Given a sample module with a breakpoint that kicks us into pdb:

my_module.py:

def fun(arg):
    import pdb; pdb.set_trace()
    print arg

Example demonstrating the basic concept:

    >>> import my_module
    >>> my_module.fun(1)
    > /Users/lukasgraf/src/stackoverflow/my_module.py(3)fun()
    -> print arg
    (Pdb) import sys
    (Pdb) sys._getframe(0)
    <frame object at 0x1032ab290>
    # this is the current frame

    (Pdb) sys._getframe(0).f_globals['__name__']
    'my_module'

    # Next outer frame
    (Pdb) sys._getframe(1).f_globals['__name__']
    'pdb'

    # etc...

    # In this example, frame 10 happens to be
    # the one from the outer interpreter
    (Pdb) sys._getframe(10).f_globals['__name__']
    '__main__'

So here's a quick and dirty function that walks up the stack looking for '__name__' with a value of '__main__' in frame globals:

debughelper.py:

import sys

# Be safe and define a maximum of frames we're trying to walk up
MAX_FRAMES = 20

def save_to_interactive(dct):
    n = 0
    # Walk up the stack looking for '__name__'
    # with a value of '__main__' in frame globals
    for n in range(MAX_FRAMES):
        cur_frame = sys._getframe(n)
------------------------------------
*Problems to solve*:
- 1) Reproduce the portion of the pdb debugging passage between "# Be safe and" and "cur_frame = sys._getframe(n)", inclusive.
- 2) Answer these questions from the pdb debugging passage.
(a) What value is assigned to MAX_FRAMES?
(b) In the example, which frame number comes from the outer interpreter?
(c) What does sys._getframe(1).f_globals['__name__'] return in the example?

[Pointing and labeling entries]
------------------------------------
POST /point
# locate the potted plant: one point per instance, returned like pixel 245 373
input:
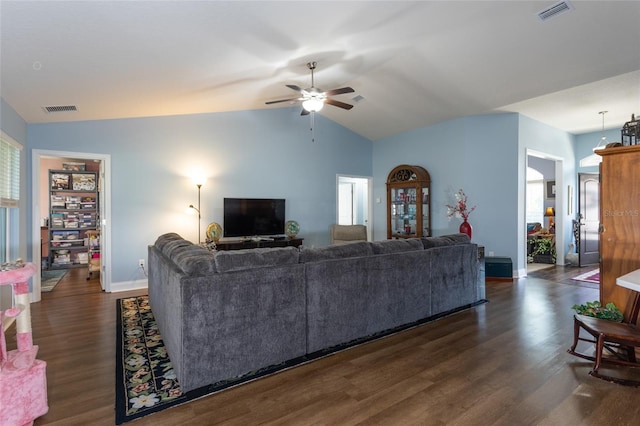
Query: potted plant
pixel 544 250
pixel 595 309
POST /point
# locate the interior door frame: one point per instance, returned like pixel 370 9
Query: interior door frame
pixel 368 208
pixel 595 176
pixel 561 200
pixel 105 210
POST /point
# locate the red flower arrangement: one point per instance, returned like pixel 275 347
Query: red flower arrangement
pixel 460 209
------------------------------------
*Full solutions*:
- 1)
# Be safe and define a maximum of frames we're trying to walk up
MAX_FRAMES = 20

def save_to_interactive(dct):
    n = 0
    # Walk up the stack looking for '__name__'
    # with a value of '__main__' in frame globals
    for n in range(MAX_FRAMES):
        cur_frame = sys._getframe(n)

- 2)
(a) 20
(b) Frame 10
(c) 'pdb'